::: Provided text

What happened

Shares of Dynavax Technologies Corporation (NASDAQ:DVAX) are up by over 11% in pre-market trading on modest volume this morning, following a report that management is exploring different strategic options for its hepatitis B vaccine, Heplisav-B, including a licensing deal or an outright sale.

Man receiving an injection from a nurse.

Image source: Getty Images.

So what

After receiving a positive advisory committee vote earlier this year, Heplisav-B is now widely expected to get the green light from the FDA in the next few weeks. If that line holds, the vaccine should be on the market in early 2018.

While that's certainly good news, the problem is that Dynavax lacks the infrastructure necessary to maximize the vaccine's commercial potential. So a licensing deal or a sale of the vaccine to a bigger pharma might be the best route for Dynavax at this stage. The company, after all, could use a cash infusion to apply toward the development of its early to midstage immuno-oncology pipeline. 

Now what

Dynavax has yet to decide exactly what to do with Heplisav-B. And if a suitor isn't willing to pay a reasonable price for the promising vaccine, the company appears set to proceed with a launch on its own.

However, the most likely outcome is, in fact, a licensing deal. FDA-approved vaccines are highly sought-after products in the pharma space because they tend to provide sustainable levels of revenue for upwards of a decade or even longer. Plus, Heplisav-B has a compelling clinical profile that suggests that it could quickly become the market share leader, generating upwards of $700 million in sales per year at peak. 

The bottom line is that either a licensing deal or a sale would relieve Dynavax from having to divert cash away from its fledgling immuno-oncology pipeline to raise a sales force, and it would also greatly extend the company's cash runway. That's a win-win for shareholders, and why a deal seems imminent.

::::::

> Task set:
A. Using the Dynavax article, answer each question in one line:
(i) By how much were Dynavax shares up in pre-market trading?
(ii) When should Heplisav-B reach the market if expectations about FDA approval hold?
(iii) What peak annual sales figure does the article suggest Heplisav-B could generate?
B. List every section heading that appears in the Dynavax article.
The entries after this sentence are unrelated to the Dynavax article.

::: Extracted information

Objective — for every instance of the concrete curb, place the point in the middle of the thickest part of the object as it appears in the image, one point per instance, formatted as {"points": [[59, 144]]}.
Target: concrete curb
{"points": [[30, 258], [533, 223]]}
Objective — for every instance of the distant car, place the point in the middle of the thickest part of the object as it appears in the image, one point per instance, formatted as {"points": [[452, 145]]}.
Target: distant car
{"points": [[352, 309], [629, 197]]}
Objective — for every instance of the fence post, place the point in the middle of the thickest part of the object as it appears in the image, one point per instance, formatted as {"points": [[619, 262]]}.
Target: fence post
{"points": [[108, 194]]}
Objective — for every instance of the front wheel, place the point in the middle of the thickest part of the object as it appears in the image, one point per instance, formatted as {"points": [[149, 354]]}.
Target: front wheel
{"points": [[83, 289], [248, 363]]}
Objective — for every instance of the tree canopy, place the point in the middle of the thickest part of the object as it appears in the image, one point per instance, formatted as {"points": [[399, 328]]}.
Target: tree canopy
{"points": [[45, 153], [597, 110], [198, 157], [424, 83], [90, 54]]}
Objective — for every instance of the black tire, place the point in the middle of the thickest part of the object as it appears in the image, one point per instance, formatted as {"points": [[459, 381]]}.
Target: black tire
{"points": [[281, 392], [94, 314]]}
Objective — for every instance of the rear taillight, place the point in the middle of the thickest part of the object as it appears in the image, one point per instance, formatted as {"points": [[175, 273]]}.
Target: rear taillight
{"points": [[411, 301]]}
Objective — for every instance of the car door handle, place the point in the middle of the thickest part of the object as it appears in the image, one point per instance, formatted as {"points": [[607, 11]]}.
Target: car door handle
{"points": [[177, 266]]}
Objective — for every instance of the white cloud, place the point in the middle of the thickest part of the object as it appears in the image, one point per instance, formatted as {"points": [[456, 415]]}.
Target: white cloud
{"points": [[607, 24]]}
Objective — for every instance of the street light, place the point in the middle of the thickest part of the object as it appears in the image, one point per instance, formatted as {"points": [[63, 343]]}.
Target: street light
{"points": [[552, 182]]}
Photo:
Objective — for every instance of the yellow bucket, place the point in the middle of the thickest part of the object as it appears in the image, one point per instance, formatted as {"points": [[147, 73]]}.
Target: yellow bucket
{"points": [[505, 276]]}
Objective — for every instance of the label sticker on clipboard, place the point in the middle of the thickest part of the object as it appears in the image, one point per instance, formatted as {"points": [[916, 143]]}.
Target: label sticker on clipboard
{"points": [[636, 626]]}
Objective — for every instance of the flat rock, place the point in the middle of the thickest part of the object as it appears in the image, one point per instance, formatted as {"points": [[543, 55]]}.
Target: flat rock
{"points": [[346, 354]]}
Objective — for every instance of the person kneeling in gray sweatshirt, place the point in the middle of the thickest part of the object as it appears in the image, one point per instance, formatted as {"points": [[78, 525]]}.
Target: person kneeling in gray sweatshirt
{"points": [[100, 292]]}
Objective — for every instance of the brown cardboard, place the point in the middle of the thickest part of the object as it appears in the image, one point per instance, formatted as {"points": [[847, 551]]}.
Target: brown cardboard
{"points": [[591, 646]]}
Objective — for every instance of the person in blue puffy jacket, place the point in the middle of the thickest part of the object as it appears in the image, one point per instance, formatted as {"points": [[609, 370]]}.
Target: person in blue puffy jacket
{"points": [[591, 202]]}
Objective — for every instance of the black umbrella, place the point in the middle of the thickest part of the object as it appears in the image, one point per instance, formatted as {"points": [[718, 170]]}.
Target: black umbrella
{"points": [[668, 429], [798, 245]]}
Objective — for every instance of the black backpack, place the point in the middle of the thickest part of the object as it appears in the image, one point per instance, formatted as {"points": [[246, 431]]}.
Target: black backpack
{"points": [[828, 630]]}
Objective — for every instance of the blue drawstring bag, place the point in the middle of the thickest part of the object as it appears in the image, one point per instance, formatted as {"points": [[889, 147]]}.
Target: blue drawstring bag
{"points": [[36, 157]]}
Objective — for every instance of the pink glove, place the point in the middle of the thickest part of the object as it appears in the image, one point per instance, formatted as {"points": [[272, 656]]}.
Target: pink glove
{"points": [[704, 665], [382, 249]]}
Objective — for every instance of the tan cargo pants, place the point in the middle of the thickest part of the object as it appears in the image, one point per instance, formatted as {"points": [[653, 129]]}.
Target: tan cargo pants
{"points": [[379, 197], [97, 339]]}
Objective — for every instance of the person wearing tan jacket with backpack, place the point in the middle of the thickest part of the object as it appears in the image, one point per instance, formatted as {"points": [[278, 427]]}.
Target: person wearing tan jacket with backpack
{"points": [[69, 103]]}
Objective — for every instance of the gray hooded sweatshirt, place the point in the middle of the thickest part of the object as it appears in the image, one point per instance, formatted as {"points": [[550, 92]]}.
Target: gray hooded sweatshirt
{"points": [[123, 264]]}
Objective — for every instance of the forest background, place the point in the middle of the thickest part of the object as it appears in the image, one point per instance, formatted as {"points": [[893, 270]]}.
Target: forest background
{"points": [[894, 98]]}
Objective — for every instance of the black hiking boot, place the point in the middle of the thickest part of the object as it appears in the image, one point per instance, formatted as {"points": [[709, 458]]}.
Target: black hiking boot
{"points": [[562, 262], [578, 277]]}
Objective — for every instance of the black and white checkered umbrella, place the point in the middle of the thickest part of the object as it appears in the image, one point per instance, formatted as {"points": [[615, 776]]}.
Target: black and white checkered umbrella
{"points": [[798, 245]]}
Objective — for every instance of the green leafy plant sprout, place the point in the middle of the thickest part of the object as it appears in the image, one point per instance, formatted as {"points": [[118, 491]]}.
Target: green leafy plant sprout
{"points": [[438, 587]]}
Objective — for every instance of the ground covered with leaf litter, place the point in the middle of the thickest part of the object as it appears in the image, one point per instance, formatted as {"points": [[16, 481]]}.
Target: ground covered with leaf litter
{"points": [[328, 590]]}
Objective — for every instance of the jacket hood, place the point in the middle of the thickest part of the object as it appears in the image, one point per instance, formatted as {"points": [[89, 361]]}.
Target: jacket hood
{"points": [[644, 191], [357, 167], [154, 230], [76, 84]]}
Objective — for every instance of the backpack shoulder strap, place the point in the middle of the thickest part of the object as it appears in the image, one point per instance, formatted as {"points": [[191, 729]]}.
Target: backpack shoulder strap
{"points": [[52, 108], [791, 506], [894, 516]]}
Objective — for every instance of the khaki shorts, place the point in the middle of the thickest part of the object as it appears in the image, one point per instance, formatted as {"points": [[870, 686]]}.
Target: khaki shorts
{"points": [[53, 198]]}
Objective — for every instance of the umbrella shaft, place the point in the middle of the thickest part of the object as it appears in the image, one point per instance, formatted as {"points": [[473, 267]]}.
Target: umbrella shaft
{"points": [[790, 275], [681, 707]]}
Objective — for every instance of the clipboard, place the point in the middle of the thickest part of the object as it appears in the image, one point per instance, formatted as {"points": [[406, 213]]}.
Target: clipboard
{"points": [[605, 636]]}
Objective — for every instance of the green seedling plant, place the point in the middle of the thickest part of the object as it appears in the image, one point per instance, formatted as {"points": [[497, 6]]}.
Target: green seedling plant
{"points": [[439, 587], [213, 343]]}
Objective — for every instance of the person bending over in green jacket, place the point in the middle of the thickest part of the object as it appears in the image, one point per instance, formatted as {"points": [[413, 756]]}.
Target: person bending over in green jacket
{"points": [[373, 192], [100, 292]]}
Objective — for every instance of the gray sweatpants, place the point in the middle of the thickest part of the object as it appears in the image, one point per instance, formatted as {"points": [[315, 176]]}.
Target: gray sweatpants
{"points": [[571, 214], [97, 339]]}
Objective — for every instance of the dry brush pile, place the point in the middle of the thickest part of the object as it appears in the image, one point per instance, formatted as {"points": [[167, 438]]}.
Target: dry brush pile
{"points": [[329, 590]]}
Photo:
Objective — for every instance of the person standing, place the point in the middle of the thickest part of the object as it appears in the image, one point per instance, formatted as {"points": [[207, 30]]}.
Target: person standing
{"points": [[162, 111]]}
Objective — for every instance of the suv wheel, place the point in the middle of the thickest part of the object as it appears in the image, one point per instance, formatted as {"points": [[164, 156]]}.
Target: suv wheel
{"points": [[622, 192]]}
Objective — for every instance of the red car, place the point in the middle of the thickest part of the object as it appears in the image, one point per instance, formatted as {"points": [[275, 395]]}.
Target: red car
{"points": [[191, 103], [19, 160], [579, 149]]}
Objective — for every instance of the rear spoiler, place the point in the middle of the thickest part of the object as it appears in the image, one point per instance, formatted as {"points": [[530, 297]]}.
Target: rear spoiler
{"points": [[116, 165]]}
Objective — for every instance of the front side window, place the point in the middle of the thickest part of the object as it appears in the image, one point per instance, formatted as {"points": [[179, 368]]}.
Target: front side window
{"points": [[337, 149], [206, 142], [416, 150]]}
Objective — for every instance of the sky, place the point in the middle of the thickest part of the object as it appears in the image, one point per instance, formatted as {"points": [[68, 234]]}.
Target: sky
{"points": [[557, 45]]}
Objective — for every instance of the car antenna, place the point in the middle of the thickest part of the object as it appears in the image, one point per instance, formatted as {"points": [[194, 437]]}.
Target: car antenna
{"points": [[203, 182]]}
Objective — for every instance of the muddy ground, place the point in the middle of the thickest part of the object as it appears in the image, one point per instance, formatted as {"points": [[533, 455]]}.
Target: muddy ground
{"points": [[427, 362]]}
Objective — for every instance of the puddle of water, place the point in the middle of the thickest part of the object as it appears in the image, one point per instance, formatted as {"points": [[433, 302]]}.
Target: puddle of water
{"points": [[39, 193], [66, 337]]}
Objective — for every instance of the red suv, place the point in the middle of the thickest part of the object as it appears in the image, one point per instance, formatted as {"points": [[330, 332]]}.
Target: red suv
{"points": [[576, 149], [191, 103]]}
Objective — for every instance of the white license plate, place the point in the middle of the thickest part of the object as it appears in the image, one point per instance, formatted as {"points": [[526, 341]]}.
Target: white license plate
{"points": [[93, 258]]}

::::::

> Exercise responses:
A.
(i) Over 11%.
(ii) Early 2018.
(iii) Upwards of $700 million per year.

B.
What happened
So what
Now what